**Stated exercise**
Collect every line in the material below that contains the word "stone", and copy each one out in full.

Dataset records
..............................
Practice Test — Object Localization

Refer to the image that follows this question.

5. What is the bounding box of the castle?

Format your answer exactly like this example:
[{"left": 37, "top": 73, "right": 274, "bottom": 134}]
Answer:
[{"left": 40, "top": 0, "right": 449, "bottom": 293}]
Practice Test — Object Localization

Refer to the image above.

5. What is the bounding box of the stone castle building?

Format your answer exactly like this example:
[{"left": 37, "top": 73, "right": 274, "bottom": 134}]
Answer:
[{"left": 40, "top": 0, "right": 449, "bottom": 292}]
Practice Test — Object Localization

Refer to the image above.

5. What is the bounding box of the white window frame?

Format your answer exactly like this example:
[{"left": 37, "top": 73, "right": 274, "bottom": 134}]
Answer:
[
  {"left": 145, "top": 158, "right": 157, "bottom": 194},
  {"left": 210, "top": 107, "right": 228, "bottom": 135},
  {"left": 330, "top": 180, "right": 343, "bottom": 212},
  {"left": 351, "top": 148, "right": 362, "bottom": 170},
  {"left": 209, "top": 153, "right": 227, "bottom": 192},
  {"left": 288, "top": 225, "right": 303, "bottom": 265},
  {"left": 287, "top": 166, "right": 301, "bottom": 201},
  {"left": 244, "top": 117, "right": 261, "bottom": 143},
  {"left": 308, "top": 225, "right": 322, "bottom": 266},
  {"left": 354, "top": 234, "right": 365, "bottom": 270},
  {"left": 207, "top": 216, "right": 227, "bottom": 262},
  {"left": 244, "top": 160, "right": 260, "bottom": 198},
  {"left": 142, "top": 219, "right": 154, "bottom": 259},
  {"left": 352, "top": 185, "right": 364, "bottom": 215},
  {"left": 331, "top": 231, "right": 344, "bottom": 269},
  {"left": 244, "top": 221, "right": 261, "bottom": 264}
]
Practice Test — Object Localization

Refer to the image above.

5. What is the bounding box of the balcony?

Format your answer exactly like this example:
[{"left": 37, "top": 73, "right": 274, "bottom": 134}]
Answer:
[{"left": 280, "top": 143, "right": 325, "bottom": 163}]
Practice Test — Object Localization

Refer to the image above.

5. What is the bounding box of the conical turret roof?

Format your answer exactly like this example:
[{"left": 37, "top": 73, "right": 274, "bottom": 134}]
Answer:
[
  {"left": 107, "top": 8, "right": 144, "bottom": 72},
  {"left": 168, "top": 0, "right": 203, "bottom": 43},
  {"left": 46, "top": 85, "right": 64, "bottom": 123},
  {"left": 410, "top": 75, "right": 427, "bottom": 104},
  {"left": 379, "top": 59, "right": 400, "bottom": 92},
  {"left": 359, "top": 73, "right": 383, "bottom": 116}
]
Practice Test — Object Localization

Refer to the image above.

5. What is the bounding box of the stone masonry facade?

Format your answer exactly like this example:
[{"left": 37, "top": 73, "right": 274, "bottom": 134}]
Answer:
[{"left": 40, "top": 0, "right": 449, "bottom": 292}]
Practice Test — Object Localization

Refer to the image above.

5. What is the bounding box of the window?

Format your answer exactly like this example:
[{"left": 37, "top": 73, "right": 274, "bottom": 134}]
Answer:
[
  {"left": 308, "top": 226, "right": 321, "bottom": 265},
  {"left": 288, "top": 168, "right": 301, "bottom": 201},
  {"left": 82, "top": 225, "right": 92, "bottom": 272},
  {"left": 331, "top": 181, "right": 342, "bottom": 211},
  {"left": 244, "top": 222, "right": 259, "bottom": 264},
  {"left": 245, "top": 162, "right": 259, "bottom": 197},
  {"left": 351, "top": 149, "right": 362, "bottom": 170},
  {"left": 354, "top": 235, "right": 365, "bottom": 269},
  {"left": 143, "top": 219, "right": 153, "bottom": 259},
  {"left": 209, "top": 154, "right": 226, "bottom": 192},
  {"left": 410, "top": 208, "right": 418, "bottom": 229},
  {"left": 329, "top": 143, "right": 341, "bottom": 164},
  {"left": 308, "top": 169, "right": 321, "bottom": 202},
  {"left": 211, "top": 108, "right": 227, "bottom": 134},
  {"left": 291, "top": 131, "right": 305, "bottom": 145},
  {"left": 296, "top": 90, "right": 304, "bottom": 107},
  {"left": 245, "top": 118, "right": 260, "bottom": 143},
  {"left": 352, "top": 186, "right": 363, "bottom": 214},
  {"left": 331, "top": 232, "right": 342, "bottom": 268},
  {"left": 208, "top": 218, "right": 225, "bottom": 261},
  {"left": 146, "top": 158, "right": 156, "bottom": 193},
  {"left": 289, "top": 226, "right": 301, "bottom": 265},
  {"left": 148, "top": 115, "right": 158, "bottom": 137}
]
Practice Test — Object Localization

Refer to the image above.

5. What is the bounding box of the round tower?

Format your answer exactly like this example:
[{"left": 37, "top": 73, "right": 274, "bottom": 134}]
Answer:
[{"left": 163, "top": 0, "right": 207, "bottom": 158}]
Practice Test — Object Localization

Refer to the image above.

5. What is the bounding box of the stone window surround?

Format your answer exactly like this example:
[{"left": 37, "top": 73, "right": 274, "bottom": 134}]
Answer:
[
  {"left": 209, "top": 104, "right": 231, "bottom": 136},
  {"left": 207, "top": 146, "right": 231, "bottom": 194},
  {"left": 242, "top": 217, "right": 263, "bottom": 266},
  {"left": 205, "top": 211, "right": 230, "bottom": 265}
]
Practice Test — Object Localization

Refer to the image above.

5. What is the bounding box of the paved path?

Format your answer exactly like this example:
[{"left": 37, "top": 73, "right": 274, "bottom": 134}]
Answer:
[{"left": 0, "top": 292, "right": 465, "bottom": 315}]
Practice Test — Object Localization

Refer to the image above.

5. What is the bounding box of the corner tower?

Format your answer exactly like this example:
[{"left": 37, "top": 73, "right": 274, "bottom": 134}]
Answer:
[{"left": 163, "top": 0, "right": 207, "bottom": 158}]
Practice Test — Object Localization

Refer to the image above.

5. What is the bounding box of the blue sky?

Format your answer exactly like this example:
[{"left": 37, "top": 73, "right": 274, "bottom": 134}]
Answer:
..............................
**Final answer**
5. What is the bounding box of the stone castle building?
5. What is the bounding box of the stone masonry facade?
5. What is the bounding box of the stone window surround?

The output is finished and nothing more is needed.